• **WHAT YOU NEED TO DO**:
Show every line below where "Locate" can be found.

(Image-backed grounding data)
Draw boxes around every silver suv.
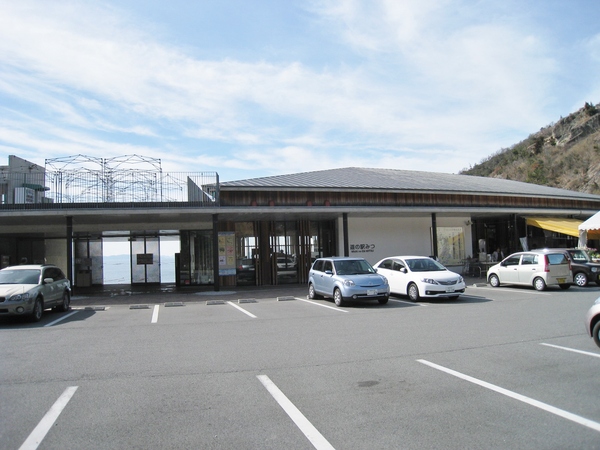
[0,264,71,322]
[308,257,390,306]
[487,250,572,291]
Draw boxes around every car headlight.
[381,276,389,285]
[9,293,30,302]
[421,278,439,285]
[343,279,355,287]
[592,267,599,273]
[458,276,464,283]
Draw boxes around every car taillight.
[543,255,550,272]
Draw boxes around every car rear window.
[547,253,568,265]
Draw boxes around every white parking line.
[257,375,335,450]
[389,298,426,306]
[472,286,551,295]
[297,298,348,312]
[541,343,600,359]
[19,386,78,450]
[151,305,160,323]
[418,359,600,433]
[44,311,79,327]
[226,301,257,318]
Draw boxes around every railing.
[0,171,219,208]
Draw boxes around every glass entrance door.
[236,222,257,285]
[75,238,103,286]
[130,235,160,284]
[272,221,299,284]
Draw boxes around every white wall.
[340,216,473,269]
[45,239,68,273]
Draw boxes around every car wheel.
[574,272,588,287]
[407,283,420,301]
[56,291,70,312]
[533,277,546,291]
[29,297,43,322]
[378,296,389,305]
[333,288,345,307]
[308,283,321,300]
[489,274,500,287]
[559,283,571,290]
[593,321,600,348]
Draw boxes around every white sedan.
[373,256,466,301]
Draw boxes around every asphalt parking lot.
[1,280,599,449]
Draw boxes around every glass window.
[236,222,256,286]
[569,250,589,261]
[393,261,404,271]
[521,254,537,265]
[379,259,393,269]
[505,255,521,266]
[179,230,213,285]
[272,221,298,284]
[548,253,567,265]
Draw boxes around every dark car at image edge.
[563,248,600,287]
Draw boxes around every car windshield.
[406,258,446,272]
[334,259,375,275]
[0,269,41,284]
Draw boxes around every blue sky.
[1,0,599,181]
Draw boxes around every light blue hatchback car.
[308,257,389,307]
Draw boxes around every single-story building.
[1,155,599,289]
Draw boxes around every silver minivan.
[487,250,572,291]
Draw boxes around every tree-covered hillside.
[460,102,600,194]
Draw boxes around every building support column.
[512,214,519,253]
[343,213,349,257]
[212,214,220,292]
[66,216,73,289]
[431,213,438,259]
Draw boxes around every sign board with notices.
[218,232,236,276]
[14,187,35,204]
[136,253,154,265]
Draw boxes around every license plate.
[557,278,565,283]
[367,289,377,296]
[445,287,455,293]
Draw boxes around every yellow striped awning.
[525,217,582,238]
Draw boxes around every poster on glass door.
[218,232,236,276]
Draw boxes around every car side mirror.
[43,277,54,284]
[400,267,407,273]
[324,270,333,275]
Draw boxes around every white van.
[487,249,572,291]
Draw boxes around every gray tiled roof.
[221,167,600,200]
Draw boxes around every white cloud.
[0,0,596,181]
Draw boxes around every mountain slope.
[460,102,600,194]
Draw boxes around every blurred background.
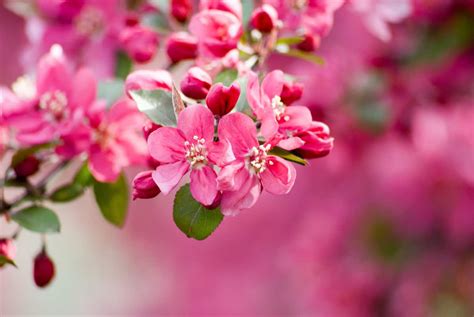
[1,0,473,316]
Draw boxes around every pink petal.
[177,105,215,142]
[278,106,312,131]
[278,137,305,151]
[221,173,261,216]
[88,145,122,183]
[70,68,97,111]
[246,71,264,117]
[260,107,279,140]
[208,139,234,166]
[260,156,296,195]
[152,161,190,195]
[147,127,186,163]
[190,166,218,206]
[218,112,258,158]
[36,46,73,97]
[217,161,245,191]
[261,70,284,100]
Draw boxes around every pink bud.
[180,67,212,100]
[14,156,40,179]
[250,4,278,33]
[119,25,159,64]
[34,250,55,288]
[206,82,240,116]
[142,120,161,140]
[166,32,198,64]
[297,33,320,52]
[200,0,242,20]
[132,170,161,200]
[281,81,304,105]
[125,70,173,98]
[295,122,334,159]
[0,238,16,268]
[171,0,193,23]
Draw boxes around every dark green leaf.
[0,255,17,268]
[49,183,84,203]
[214,69,238,86]
[282,49,325,66]
[173,184,223,240]
[93,173,129,228]
[130,89,177,126]
[98,79,124,108]
[269,147,307,166]
[73,162,93,187]
[11,206,60,233]
[115,51,133,80]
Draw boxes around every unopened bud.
[166,32,198,64]
[171,0,193,23]
[34,250,55,288]
[180,67,212,100]
[132,170,161,200]
[120,25,159,64]
[14,156,40,179]
[281,81,304,105]
[206,82,240,116]
[250,5,278,33]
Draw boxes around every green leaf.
[73,162,93,187]
[276,36,304,46]
[269,147,307,166]
[0,255,17,268]
[130,89,177,126]
[98,79,124,108]
[11,206,60,233]
[115,51,133,80]
[49,183,84,203]
[214,69,238,86]
[173,184,224,240]
[93,173,129,228]
[282,49,325,66]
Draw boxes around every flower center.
[292,0,308,10]
[271,96,290,121]
[75,7,104,37]
[248,144,272,174]
[39,90,68,120]
[185,135,208,168]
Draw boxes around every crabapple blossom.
[205,82,240,117]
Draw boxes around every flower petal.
[217,161,245,191]
[218,112,258,158]
[260,156,296,195]
[152,161,190,195]
[278,105,312,131]
[177,104,215,142]
[190,166,218,206]
[70,68,97,111]
[261,70,284,100]
[147,127,186,163]
[221,173,261,216]
[88,145,122,183]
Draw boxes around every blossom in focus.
[205,82,240,117]
[147,105,227,206]
[87,98,147,183]
[217,112,296,216]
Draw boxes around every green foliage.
[93,173,129,228]
[215,69,239,86]
[50,184,84,203]
[130,89,177,127]
[115,51,133,80]
[98,79,125,108]
[173,184,224,240]
[269,147,307,166]
[0,255,17,268]
[11,206,60,233]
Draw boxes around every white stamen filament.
[271,96,287,120]
[248,144,271,174]
[39,90,68,118]
[185,136,208,167]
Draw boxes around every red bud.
[250,4,278,33]
[0,238,16,268]
[281,81,304,105]
[206,82,240,116]
[119,25,159,63]
[132,170,161,200]
[34,250,55,288]
[14,156,40,179]
[297,33,320,52]
[171,0,192,23]
[166,32,198,64]
[180,67,212,100]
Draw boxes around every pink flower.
[125,70,172,98]
[199,0,243,20]
[119,25,159,63]
[247,70,312,150]
[87,98,147,183]
[166,32,199,64]
[132,170,161,200]
[205,82,240,117]
[147,105,226,205]
[189,9,242,58]
[5,45,93,156]
[217,112,296,216]
[180,67,213,100]
[294,121,334,159]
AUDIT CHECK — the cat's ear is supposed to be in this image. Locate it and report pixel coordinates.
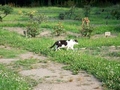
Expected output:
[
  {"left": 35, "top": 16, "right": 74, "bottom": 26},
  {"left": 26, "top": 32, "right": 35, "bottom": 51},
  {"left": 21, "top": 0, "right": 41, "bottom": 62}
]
[{"left": 75, "top": 40, "right": 78, "bottom": 42}]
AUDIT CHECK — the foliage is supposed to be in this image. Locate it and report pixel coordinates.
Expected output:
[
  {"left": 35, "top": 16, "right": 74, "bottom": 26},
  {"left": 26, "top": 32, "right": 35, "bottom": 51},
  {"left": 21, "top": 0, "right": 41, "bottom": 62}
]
[
  {"left": 52, "top": 22, "right": 66, "bottom": 36},
  {"left": 80, "top": 25, "right": 93, "bottom": 38},
  {"left": 83, "top": 5, "right": 91, "bottom": 17},
  {"left": 26, "top": 21, "right": 40, "bottom": 37},
  {"left": 111, "top": 9, "right": 120, "bottom": 20},
  {"left": 25, "top": 12, "right": 47, "bottom": 37},
  {"left": 0, "top": 5, "right": 13, "bottom": 21}
]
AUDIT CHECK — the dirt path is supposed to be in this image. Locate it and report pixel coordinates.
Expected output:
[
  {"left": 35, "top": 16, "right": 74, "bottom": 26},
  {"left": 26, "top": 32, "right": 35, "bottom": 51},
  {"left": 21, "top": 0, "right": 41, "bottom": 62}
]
[{"left": 0, "top": 45, "right": 103, "bottom": 90}]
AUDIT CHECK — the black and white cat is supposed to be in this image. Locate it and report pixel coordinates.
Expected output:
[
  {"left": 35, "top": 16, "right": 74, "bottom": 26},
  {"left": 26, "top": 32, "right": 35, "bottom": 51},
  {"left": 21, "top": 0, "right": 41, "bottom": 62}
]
[{"left": 50, "top": 39, "right": 78, "bottom": 51}]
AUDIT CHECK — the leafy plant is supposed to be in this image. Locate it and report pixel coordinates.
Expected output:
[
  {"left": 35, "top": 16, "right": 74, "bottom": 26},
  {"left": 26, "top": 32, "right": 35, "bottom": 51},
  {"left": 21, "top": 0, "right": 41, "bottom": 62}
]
[
  {"left": 26, "top": 21, "right": 40, "bottom": 37},
  {"left": 0, "top": 5, "right": 13, "bottom": 22},
  {"left": 80, "top": 26, "right": 93, "bottom": 38},
  {"left": 52, "top": 22, "right": 66, "bottom": 36},
  {"left": 25, "top": 13, "right": 47, "bottom": 37}
]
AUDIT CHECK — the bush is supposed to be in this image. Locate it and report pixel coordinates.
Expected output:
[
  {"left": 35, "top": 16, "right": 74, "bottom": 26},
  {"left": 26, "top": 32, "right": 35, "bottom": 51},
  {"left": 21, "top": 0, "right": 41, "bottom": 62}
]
[
  {"left": 26, "top": 22, "right": 40, "bottom": 37},
  {"left": 52, "top": 22, "right": 66, "bottom": 36},
  {"left": 0, "top": 5, "right": 13, "bottom": 21},
  {"left": 80, "top": 26, "right": 93, "bottom": 38},
  {"left": 24, "top": 13, "right": 47, "bottom": 37}
]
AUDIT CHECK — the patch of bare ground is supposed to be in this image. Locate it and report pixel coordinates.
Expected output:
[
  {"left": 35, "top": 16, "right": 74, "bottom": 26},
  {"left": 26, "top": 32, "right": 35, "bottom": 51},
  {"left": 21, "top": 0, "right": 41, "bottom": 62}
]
[{"left": 0, "top": 45, "right": 103, "bottom": 90}]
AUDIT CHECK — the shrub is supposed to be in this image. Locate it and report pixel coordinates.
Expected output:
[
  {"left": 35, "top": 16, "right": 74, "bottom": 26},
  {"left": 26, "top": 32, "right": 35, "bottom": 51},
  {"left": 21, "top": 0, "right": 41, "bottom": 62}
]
[
  {"left": 80, "top": 26, "right": 93, "bottom": 38},
  {"left": 52, "top": 22, "right": 66, "bottom": 36},
  {"left": 26, "top": 21, "right": 40, "bottom": 37},
  {"left": 111, "top": 9, "right": 120, "bottom": 20},
  {"left": 0, "top": 5, "right": 13, "bottom": 22},
  {"left": 24, "top": 13, "right": 47, "bottom": 37}
]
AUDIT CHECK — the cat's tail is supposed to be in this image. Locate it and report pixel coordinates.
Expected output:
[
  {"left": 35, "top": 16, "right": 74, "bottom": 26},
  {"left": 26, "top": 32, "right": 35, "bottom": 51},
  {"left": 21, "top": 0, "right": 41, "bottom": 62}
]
[{"left": 49, "top": 43, "right": 55, "bottom": 49}]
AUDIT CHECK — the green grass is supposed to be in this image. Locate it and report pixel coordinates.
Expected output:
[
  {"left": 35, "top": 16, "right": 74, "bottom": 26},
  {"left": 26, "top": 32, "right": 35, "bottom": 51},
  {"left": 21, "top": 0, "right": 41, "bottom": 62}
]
[{"left": 0, "top": 64, "right": 32, "bottom": 90}]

• **THE ANSWER**:
AUDIT CHECK — the cat's ear is supposed to be in this image. Locate it and report pixel coordinates.
AUDIT CHECK — the foliage is supposed to be in this image. Locate it and report pixel coordinates.
AUDIT CHECK — the dirt path is supposed to be in this image. Locate it and report pixel coordinates.
AUDIT CHECK — the black and white cat is supposed to be in this image. Locate it and report pixel coordinates.
AUDIT CHECK — the leafy plant is supposed to be in this image. Locate it and report pixel coordinates.
AUDIT CHECK — the bush is supposed to be in this image. Locate it and report pixel coordinates.
AUDIT CHECK — the patch of bare ground is supposed to be in this image. Locate it and report pixel coordinates.
AUDIT CHECK — the shrub is supposed to be in this image. Locate it and report pixel coordinates.
AUDIT CHECK — the cat's tail is supposed to be in this image. Locate it and report pixel coordinates.
AUDIT CHECK — the green grass is supposed to be in this image. Locate it and report pixel coordinates.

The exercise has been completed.